LISTED RECORDS:
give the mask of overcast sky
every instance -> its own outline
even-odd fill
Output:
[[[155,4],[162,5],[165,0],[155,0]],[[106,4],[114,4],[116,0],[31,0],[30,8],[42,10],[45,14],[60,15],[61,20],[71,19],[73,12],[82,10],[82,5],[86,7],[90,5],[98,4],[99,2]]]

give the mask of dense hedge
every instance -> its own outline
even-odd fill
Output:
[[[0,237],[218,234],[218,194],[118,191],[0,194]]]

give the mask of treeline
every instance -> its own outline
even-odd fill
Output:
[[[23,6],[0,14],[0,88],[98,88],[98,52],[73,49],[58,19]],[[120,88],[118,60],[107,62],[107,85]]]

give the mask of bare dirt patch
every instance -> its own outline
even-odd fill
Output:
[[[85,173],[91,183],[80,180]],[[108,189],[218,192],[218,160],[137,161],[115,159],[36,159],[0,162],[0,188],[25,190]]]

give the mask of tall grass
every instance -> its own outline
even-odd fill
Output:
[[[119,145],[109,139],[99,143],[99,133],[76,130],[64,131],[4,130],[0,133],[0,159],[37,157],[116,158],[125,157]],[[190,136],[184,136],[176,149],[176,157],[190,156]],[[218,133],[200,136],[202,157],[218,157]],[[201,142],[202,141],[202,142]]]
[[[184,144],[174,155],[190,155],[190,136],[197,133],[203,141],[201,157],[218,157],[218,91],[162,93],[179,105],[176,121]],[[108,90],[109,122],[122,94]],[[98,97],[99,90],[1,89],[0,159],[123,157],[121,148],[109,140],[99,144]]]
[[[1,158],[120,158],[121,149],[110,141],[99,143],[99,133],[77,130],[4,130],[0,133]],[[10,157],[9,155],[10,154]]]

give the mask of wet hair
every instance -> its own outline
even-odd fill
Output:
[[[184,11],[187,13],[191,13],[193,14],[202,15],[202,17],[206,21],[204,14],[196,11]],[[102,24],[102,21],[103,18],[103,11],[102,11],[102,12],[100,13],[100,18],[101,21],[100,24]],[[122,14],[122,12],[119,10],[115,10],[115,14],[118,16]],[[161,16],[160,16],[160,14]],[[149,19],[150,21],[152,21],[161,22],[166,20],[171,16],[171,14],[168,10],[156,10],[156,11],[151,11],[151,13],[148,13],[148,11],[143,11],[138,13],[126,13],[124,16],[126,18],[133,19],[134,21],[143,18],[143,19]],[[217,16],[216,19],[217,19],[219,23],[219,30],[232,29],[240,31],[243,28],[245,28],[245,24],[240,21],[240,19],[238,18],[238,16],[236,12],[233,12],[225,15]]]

WHAT IS ASKED: Update everything from the line containing "give the mask of bare dirt patch" down to the end of the data by putting "long grass" in place of "tall grass", with nothing else changed.

RESPONSE:
give the mask of bare dirt patch
every instance -> its own outline
even-odd fill
Output:
[[[85,173],[91,183],[80,180]],[[108,189],[218,192],[218,160],[137,161],[115,159],[36,159],[0,162],[0,188],[25,190]]]

give the mask of long grass
every instance -> its own outline
even-odd fill
Output:
[[[119,145],[109,139],[99,143],[99,133],[76,130],[64,131],[4,130],[0,133],[0,159],[37,157],[116,158],[125,157]],[[190,136],[184,136],[176,149],[176,157],[190,156]],[[218,133],[200,136],[202,157],[218,157]],[[201,142],[202,141],[202,142]]]
[[[184,144],[174,155],[190,155],[190,136],[197,133],[203,141],[201,157],[218,157],[218,91],[162,93],[179,105],[176,121]],[[108,90],[109,122],[122,94]],[[98,97],[99,90],[1,89],[0,159],[123,157],[121,148],[109,140],[99,144]]]
[[[1,158],[120,158],[121,149],[110,141],[99,143],[99,133],[77,130],[4,130],[0,133]],[[10,157],[9,155],[10,154]]]

give the mask of wet hair
every instance -> its own outline
even-odd fill
Output:
[[[184,11],[187,13],[191,13],[193,14],[202,15],[202,17],[206,21],[204,14],[196,11]],[[102,24],[102,21],[103,18],[103,11],[102,11],[102,12],[100,13],[100,18],[101,21],[100,24]],[[122,14],[122,12],[119,10],[115,10],[115,14],[118,16]],[[161,16],[160,16],[160,14]],[[149,19],[150,21],[152,21],[161,22],[166,20],[171,16],[171,14],[168,10],[156,10],[156,11],[151,11],[151,13],[148,13],[148,11],[143,11],[138,13],[126,13],[124,16],[126,18],[133,19],[134,21],[143,18],[143,19]],[[217,16],[216,19],[217,19],[219,23],[219,30],[232,29],[240,31],[243,28],[245,28],[245,24],[240,21],[240,19],[238,18],[238,16],[236,12],[233,12],[225,15]]]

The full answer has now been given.